Sunday, December 2, 2012

Faithful Forever, Perfect in Love

It's been almost a month since I've been to this familiar place.  Bible open, laptop buzzing, water bottle half empty, me at my desk.  It's sad to come here and not know what to say.

Sovereign Over Us by Aaron Keyes - Listen first.  Repeat about 42 times.

To say the past month has been "a little rough" on me would be the understatement of the century.  To say a lot has happened would be a fib.  I've hit everything over the past month.

God has challenged me, absolutely rocked me to my core.  I warn you that if you ask for God to show you all the filth that you are, you'll be disgusted by yourself.  If you ask God to show you the sin in the world because you think you can kind of sweep it under the rug, He'll leave you queasy and teary-eyed, wondering how, how, how.

People will fail you.  As much as I hate that, they will.  Not everyone is going to love you and not everyone is going to be like you.  I've been challenged in my relationships, academically, in my own sinful desire, in the way I interact with people, and plainly in my faith.

-*-*-

(REQUIREMENT)
Revise the reading text starting with "It's been almost" and going on through "about 42 times.", putting "computer" in place of "laptop". The records are independent material and have no connection to the reading text.

-*-*-

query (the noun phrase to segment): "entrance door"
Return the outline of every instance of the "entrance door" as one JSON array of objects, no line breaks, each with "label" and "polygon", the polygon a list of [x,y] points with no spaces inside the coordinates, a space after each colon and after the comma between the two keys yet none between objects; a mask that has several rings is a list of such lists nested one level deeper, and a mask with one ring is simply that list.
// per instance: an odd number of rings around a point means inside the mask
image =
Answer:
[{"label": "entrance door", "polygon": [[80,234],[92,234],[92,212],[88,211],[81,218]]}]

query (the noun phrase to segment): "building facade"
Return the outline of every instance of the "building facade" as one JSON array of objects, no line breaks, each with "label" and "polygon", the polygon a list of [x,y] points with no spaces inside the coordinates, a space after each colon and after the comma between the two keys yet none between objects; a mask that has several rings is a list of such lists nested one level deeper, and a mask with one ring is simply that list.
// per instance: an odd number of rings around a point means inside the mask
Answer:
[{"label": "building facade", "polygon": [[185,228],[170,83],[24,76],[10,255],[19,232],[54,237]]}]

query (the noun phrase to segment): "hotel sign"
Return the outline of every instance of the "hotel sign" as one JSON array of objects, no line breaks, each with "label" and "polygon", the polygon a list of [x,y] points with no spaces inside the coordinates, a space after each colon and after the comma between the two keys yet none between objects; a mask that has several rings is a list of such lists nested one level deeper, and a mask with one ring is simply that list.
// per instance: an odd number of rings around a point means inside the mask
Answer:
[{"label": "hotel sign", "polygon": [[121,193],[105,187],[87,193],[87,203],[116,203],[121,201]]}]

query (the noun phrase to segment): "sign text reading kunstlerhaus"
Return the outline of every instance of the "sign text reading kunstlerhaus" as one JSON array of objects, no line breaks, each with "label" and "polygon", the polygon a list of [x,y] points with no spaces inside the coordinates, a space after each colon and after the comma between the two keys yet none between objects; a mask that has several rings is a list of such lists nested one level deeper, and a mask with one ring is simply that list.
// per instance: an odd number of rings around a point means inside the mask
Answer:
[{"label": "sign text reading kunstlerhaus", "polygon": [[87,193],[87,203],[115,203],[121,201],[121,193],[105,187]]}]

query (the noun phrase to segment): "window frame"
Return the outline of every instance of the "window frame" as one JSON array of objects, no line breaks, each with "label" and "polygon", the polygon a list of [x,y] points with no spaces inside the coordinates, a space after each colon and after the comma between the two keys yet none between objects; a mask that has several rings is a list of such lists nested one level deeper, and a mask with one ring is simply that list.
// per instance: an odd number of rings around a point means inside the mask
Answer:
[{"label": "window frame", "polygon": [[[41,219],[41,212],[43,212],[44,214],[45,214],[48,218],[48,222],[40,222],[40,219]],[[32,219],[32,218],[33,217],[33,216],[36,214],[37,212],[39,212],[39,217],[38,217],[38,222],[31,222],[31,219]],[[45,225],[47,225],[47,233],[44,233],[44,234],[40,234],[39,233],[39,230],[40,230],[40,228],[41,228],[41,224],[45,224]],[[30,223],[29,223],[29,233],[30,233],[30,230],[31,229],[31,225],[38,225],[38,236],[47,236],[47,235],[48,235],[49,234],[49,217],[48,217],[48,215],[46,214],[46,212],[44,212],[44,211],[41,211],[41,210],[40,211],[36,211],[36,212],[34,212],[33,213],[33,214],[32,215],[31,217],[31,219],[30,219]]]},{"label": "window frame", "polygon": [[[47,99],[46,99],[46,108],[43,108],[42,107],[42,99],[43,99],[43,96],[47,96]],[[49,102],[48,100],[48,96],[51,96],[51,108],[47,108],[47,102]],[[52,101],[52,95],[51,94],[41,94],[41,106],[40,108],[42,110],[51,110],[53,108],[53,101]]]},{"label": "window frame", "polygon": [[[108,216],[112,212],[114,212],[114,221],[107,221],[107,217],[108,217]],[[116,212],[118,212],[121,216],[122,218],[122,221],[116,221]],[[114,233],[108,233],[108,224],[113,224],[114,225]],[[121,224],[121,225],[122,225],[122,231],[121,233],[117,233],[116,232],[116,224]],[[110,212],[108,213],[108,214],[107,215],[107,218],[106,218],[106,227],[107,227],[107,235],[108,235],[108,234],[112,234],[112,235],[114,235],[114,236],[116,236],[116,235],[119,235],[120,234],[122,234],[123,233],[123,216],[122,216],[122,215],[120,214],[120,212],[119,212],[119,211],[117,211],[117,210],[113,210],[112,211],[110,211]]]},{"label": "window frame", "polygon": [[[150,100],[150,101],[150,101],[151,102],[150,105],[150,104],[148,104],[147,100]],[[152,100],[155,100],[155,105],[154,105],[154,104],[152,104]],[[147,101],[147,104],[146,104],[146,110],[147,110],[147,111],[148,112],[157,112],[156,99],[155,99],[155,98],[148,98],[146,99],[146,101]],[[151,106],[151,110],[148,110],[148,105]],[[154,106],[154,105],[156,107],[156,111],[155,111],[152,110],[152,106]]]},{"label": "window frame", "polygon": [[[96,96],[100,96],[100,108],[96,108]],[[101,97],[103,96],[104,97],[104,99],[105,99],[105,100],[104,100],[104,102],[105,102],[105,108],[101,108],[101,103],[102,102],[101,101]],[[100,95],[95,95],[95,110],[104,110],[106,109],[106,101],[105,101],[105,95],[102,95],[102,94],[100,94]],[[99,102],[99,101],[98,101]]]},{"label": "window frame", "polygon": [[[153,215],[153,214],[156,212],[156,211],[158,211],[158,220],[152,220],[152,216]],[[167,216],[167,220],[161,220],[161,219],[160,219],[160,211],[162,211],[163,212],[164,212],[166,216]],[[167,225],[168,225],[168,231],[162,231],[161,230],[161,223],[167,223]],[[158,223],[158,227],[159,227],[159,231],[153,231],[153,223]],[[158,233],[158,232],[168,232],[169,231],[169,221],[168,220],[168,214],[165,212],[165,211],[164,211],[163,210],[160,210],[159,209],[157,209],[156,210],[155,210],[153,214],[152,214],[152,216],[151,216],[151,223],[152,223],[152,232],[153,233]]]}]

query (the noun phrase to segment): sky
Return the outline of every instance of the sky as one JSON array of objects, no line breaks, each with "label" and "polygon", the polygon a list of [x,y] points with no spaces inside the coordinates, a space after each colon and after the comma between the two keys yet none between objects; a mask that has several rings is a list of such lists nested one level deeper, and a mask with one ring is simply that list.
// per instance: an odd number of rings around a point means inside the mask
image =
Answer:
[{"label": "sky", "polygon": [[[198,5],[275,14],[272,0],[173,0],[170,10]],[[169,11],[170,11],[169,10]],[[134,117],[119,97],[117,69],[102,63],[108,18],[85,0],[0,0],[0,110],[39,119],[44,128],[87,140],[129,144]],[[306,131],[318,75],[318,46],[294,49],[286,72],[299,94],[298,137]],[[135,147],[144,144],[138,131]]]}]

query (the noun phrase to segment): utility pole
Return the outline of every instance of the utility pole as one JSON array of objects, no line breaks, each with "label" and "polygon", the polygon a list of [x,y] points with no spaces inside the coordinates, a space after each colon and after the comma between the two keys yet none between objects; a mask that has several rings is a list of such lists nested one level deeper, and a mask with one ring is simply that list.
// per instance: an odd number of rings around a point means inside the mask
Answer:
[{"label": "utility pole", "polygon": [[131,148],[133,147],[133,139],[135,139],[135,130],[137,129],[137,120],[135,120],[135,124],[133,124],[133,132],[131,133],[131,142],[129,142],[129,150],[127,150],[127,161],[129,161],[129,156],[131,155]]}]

-*-*-

(FULL SOLUTION)
It's been almost a month since I've been to this familiar place.  Bible open, computer buzzing, water bottle half empty, me at my desk.  It's sad to come here and not know what to say.

Sovereign Over Us by Aaron Keyes - Listen first.  Repeat about 42 times.